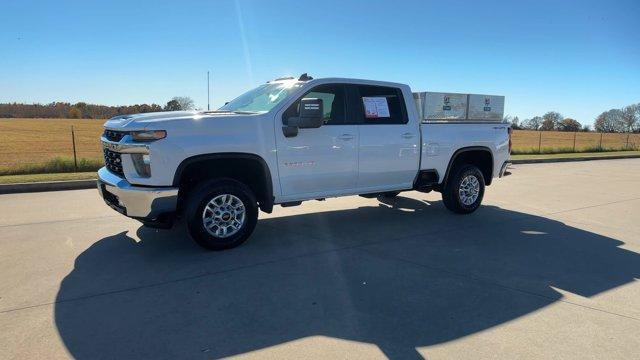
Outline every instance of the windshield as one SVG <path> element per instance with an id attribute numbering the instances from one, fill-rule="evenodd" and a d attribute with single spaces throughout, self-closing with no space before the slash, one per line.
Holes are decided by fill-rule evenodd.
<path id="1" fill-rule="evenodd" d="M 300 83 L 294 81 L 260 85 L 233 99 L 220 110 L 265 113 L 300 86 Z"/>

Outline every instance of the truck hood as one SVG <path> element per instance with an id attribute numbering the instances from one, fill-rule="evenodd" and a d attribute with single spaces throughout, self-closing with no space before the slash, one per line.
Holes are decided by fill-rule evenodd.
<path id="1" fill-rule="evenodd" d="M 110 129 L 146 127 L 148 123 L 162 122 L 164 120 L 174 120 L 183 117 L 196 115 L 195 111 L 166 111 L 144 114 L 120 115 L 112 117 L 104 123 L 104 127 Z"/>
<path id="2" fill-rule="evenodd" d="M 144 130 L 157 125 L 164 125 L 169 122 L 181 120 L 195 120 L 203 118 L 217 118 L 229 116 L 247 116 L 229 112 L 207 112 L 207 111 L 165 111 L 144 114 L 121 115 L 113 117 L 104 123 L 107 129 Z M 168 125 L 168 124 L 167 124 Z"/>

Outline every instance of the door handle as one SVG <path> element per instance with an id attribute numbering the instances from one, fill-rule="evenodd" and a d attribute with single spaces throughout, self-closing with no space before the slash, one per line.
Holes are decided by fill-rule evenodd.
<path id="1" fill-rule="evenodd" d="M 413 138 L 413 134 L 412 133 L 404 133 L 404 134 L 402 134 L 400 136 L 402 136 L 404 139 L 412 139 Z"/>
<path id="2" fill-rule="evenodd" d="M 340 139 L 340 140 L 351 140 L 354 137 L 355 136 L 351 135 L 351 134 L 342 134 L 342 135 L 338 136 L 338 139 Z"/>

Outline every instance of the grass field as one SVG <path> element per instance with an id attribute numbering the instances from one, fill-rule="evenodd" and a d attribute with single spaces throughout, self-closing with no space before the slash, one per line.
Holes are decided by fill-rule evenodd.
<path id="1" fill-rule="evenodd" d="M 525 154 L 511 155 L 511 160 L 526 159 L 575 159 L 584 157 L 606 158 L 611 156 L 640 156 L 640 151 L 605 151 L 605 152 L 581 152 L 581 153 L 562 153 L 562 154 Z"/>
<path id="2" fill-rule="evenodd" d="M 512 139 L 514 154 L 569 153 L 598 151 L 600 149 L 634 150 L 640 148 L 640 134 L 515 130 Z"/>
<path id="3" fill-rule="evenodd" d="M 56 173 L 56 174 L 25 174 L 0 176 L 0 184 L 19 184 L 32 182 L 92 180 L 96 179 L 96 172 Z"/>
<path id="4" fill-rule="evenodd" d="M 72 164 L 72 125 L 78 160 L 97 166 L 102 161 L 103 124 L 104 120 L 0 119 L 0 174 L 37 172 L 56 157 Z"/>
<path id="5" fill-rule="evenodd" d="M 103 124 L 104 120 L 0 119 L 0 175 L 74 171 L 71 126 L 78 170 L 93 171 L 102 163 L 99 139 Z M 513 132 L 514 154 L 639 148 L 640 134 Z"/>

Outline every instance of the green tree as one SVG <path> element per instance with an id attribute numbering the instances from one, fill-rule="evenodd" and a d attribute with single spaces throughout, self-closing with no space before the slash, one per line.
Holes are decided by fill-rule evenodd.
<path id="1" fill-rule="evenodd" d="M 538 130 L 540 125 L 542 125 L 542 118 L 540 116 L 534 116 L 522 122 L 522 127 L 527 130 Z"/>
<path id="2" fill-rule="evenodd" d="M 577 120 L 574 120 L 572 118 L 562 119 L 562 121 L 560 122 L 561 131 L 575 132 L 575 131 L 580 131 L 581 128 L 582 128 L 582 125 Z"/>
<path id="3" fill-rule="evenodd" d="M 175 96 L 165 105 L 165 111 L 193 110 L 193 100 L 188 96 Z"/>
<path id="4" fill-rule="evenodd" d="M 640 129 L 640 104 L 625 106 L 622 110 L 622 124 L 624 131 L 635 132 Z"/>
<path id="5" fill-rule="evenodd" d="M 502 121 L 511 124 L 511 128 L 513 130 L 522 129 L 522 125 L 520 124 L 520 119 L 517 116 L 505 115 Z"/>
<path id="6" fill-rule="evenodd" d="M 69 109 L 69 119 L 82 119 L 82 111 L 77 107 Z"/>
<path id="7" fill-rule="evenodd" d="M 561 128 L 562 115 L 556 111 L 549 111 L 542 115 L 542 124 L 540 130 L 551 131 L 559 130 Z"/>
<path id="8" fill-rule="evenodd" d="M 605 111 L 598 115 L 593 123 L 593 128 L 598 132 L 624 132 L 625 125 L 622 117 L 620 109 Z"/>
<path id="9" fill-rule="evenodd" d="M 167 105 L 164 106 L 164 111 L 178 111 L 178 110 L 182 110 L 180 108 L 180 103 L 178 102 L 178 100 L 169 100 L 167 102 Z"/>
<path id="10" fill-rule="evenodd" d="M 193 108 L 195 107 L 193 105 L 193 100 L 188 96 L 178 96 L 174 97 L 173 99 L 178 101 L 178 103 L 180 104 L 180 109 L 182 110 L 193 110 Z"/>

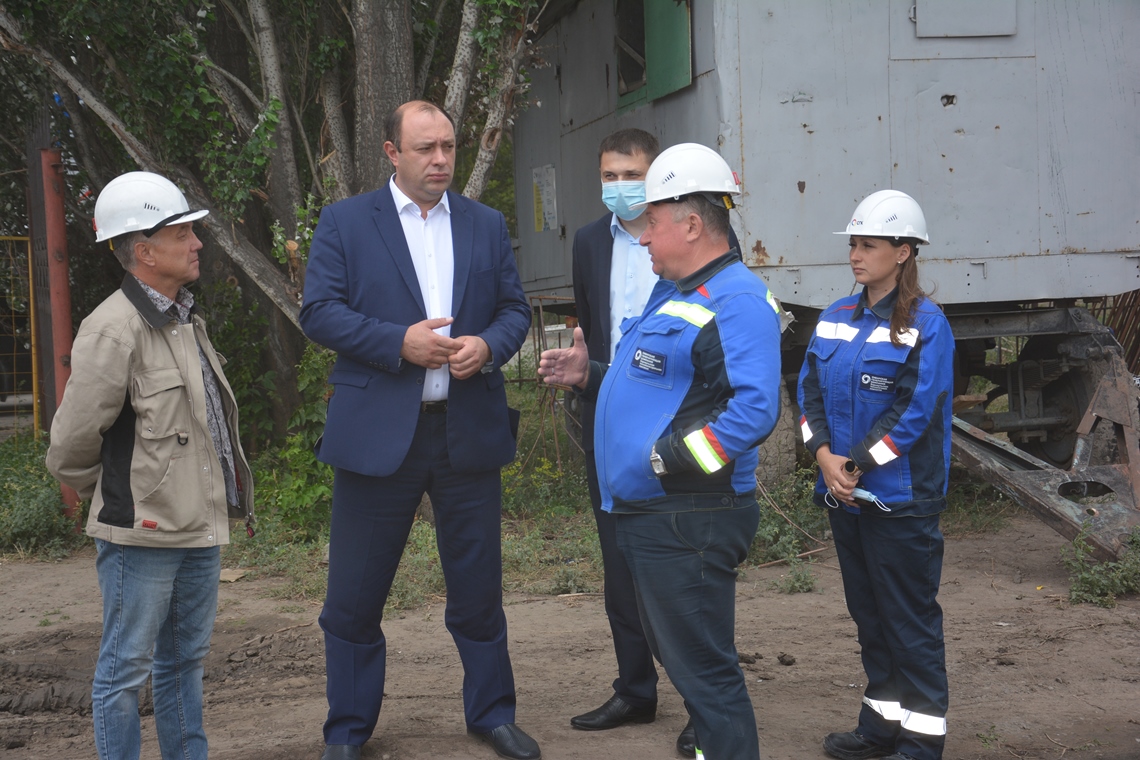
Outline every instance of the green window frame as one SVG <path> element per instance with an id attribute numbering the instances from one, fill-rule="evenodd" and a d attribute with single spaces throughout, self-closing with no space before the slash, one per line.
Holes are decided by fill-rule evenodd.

·····

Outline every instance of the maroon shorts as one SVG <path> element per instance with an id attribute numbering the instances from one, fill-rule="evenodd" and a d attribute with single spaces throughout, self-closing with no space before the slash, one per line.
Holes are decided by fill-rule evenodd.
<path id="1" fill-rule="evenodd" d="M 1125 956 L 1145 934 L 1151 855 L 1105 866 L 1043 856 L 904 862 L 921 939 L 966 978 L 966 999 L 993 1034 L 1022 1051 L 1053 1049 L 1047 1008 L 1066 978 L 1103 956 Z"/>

·····

What you are asked to do: Take the line above containing "Outline every instance of the door", the line containing "Outline every instance of the green tree", and all lines in between, and copy them exactly without anything else.

Worked solution:
Outline every instance of the door handle as one SVG <path> element per instance with an id attribute numbering the instances from one, fill-rule="evenodd" and a d attribute with single spaces throughout, self-closing with no space before the slash, one per line.
Holes are decided by fill-rule evenodd.
<path id="1" fill-rule="evenodd" d="M 413 138 L 413 134 L 412 133 L 404 133 L 404 134 L 402 134 L 400 136 L 402 136 L 404 139 L 412 139 Z"/>
<path id="2" fill-rule="evenodd" d="M 340 139 L 340 140 L 351 140 L 354 137 L 355 136 L 351 135 L 351 134 L 342 134 L 342 135 L 338 136 L 338 139 Z"/>

Outline every instance of the grass field as one SVG <path> element per instance with an id attribute numbering the instances from one, fill-rule="evenodd" and a d attribute with single spaces throughout, self-closing with no space before the slash, one per line.
Holes are decided by fill-rule evenodd.
<path id="1" fill-rule="evenodd" d="M 525 154 L 511 155 L 511 160 L 526 159 L 575 159 L 584 157 L 606 158 L 611 156 L 640 156 L 640 151 L 605 151 L 605 152 L 581 152 L 581 153 L 562 153 L 562 154 Z"/>
<path id="2" fill-rule="evenodd" d="M 512 139 L 514 154 L 569 153 L 598 151 L 600 149 L 634 150 L 640 148 L 640 134 L 515 130 Z"/>
<path id="3" fill-rule="evenodd" d="M 56 173 L 56 174 L 25 174 L 0 176 L 0 184 L 19 184 L 32 182 L 92 180 L 96 179 L 96 172 Z"/>
<path id="4" fill-rule="evenodd" d="M 72 164 L 72 125 L 78 160 L 97 166 L 102 161 L 103 124 L 104 120 L 0 119 L 0 174 L 37 172 L 56 157 Z"/>
<path id="5" fill-rule="evenodd" d="M 103 124 L 104 120 L 0 119 L 0 175 L 74 171 L 71 126 L 78 170 L 93 171 L 102 163 L 99 139 Z M 513 132 L 514 154 L 639 148 L 640 134 Z"/>

Outline every instance of the green tree as one SVG <path> element per instance with an id attribute numbering the instances from one, fill-rule="evenodd" and a d attribute with single spaces throughout, self-closing with no space before the slash, one per line.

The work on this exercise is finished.